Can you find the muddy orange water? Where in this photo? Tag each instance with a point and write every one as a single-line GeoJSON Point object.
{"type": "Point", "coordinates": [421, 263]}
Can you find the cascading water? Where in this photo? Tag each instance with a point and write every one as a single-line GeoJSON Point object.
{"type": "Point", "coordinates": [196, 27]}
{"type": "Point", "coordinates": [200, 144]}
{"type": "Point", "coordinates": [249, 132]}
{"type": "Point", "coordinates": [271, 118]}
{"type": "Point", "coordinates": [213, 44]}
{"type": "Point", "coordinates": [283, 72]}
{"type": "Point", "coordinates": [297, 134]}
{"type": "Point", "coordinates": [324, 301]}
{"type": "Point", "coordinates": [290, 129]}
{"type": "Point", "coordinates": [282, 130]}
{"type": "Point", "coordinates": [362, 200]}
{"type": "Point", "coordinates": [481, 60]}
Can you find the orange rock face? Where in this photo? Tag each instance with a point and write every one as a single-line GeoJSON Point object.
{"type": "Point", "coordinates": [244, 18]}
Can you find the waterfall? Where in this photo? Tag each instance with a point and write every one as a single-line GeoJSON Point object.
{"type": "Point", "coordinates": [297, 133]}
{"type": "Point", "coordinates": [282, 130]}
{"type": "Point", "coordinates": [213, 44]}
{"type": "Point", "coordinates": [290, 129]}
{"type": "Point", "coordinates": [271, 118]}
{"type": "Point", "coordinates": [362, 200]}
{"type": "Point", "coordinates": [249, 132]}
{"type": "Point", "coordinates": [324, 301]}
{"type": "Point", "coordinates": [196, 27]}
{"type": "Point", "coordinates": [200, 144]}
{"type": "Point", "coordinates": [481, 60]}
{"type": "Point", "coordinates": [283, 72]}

* Work task
Repeat the lines above with every word intact.

* Exercise output
Can you find the muddy orange water? Where in this photo? Tag each instance with a point and write every one as a single-line GeoJSON Point object.
{"type": "Point", "coordinates": [421, 263]}
Can you find the cascading water? Where in this photo? Tag each instance with a point and write every one as a single-line GeoJSON Point object.
{"type": "Point", "coordinates": [196, 27]}
{"type": "Point", "coordinates": [200, 144]}
{"type": "Point", "coordinates": [249, 132]}
{"type": "Point", "coordinates": [271, 118]}
{"type": "Point", "coordinates": [213, 44]}
{"type": "Point", "coordinates": [283, 72]}
{"type": "Point", "coordinates": [297, 134]}
{"type": "Point", "coordinates": [324, 301]}
{"type": "Point", "coordinates": [290, 129]}
{"type": "Point", "coordinates": [282, 130]}
{"type": "Point", "coordinates": [362, 200]}
{"type": "Point", "coordinates": [481, 60]}
Can you find the orange rock face? Where in this photo? Tag each instance with a point and write every one as a single-line GeoJSON Point object.
{"type": "Point", "coordinates": [244, 18]}
Can you find the waterfall? Where in this photo? Tag each instance with a point and write every one as a single-line GeoJSON Point object.
{"type": "Point", "coordinates": [297, 133]}
{"type": "Point", "coordinates": [282, 130]}
{"type": "Point", "coordinates": [213, 44]}
{"type": "Point", "coordinates": [290, 129]}
{"type": "Point", "coordinates": [271, 118]}
{"type": "Point", "coordinates": [362, 200]}
{"type": "Point", "coordinates": [249, 132]}
{"type": "Point", "coordinates": [324, 301]}
{"type": "Point", "coordinates": [196, 27]}
{"type": "Point", "coordinates": [200, 144]}
{"type": "Point", "coordinates": [481, 60]}
{"type": "Point", "coordinates": [283, 72]}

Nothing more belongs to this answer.